## EXERCISE AIM
Find every line in the records below that contains the string "stone" and copy each of those lines.

## GIVEN DATA
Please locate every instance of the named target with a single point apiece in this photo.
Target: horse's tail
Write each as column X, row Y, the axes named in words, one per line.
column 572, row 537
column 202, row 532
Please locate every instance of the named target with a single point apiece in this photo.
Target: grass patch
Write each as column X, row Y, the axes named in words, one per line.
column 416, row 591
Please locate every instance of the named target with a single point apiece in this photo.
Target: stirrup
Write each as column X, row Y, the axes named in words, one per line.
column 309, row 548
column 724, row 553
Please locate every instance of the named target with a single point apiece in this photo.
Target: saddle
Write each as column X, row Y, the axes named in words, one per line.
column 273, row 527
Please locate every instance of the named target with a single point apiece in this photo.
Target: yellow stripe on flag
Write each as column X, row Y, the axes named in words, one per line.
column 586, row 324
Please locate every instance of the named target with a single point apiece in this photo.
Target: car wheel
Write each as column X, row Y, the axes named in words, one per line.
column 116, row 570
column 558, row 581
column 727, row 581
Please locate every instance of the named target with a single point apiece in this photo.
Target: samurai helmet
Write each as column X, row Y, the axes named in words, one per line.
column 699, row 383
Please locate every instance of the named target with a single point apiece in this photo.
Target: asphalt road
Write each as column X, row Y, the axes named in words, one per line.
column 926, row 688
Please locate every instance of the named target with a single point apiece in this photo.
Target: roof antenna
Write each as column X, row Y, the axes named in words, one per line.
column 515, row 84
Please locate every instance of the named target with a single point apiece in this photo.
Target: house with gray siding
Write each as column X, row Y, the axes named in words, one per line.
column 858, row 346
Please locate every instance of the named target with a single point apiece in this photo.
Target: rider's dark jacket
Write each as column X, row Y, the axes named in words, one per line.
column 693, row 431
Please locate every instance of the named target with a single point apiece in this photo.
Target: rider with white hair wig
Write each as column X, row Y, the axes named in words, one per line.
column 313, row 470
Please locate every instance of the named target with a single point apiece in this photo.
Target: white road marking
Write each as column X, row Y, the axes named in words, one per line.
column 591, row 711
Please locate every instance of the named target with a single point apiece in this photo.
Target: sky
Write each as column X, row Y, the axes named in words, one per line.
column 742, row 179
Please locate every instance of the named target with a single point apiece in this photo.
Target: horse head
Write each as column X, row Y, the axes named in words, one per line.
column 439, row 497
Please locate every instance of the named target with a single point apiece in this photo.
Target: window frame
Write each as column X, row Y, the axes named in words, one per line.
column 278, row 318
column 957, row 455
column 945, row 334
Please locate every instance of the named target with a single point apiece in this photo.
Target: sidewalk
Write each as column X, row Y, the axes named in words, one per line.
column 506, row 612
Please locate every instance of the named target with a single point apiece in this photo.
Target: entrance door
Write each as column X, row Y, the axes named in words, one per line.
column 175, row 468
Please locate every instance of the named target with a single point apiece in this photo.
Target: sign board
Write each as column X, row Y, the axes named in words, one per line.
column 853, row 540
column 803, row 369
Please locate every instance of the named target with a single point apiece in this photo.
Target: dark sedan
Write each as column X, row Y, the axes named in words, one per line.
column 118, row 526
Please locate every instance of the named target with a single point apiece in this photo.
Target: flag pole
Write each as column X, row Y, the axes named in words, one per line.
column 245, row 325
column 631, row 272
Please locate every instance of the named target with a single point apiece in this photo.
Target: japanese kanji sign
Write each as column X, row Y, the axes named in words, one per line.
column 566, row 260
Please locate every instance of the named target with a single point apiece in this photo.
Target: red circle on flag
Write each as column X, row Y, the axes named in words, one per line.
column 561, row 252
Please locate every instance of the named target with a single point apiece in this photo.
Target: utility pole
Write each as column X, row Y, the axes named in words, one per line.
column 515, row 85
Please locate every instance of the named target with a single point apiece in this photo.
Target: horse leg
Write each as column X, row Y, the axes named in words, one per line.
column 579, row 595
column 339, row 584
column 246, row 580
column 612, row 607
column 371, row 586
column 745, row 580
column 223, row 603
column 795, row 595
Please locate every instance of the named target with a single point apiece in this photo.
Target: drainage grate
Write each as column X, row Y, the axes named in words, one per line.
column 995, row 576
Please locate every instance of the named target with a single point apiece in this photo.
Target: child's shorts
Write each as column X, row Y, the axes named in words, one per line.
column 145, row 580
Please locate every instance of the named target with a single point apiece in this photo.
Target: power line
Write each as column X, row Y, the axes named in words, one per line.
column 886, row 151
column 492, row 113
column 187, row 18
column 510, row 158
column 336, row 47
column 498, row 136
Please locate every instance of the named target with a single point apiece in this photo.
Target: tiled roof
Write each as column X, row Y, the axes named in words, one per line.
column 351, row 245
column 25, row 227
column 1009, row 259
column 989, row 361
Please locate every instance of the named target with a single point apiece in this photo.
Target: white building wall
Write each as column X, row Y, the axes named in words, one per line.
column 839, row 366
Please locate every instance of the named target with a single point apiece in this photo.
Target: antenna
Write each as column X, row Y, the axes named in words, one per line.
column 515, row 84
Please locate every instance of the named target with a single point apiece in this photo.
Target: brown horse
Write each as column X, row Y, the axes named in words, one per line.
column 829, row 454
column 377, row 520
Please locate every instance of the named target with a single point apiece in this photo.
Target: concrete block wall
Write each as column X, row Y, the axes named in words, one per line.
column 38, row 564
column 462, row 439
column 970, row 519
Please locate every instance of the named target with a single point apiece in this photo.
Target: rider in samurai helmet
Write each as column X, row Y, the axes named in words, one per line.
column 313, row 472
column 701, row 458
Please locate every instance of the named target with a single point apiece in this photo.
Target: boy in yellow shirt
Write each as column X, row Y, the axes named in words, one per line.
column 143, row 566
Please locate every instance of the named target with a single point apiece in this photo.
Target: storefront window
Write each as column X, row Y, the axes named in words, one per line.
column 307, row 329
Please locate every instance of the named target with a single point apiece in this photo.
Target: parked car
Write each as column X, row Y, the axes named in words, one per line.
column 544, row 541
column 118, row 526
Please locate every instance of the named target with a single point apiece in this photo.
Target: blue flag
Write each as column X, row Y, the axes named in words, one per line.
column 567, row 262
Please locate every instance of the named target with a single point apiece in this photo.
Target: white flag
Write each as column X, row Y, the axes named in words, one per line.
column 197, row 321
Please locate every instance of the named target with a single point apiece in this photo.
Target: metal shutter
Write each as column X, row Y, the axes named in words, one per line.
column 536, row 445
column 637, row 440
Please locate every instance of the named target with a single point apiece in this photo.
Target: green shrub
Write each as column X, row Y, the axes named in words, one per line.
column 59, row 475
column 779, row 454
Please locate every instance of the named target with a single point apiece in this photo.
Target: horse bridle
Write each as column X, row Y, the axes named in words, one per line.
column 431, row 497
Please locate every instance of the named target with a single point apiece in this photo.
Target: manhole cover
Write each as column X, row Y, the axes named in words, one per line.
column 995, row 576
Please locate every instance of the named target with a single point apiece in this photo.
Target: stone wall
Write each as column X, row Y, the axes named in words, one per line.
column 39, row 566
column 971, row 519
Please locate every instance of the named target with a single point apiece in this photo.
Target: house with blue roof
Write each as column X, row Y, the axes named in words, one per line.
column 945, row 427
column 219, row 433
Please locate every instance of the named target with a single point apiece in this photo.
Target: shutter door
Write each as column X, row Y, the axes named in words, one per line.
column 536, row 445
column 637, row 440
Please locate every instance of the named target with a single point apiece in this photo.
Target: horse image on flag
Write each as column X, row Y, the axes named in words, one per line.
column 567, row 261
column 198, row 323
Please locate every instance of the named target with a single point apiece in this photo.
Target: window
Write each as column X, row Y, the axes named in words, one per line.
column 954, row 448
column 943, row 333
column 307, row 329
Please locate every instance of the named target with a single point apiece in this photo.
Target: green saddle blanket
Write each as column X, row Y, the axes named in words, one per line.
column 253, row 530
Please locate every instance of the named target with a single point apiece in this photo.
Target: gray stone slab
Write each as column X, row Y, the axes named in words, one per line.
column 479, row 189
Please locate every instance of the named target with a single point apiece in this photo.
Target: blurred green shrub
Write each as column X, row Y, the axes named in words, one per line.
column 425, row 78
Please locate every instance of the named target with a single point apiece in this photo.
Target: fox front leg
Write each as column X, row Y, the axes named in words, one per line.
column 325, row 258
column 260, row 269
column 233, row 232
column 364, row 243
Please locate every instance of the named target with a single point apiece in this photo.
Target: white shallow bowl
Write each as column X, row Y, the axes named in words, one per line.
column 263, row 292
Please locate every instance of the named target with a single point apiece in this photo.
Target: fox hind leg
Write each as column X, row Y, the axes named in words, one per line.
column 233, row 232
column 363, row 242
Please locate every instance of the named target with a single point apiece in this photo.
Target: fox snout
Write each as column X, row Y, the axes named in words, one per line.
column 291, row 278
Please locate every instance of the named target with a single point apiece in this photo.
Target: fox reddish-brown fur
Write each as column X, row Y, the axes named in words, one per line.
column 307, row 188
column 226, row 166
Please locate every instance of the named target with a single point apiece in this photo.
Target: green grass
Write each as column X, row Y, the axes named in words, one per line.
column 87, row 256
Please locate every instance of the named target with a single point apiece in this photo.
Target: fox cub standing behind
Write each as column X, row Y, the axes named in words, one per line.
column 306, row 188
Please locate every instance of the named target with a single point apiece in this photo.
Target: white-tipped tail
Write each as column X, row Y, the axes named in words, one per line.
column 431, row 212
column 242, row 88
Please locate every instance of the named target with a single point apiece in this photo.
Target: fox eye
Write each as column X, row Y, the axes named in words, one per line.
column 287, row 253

## TASK RESULT
Target: stone wall
Target: gray stone slab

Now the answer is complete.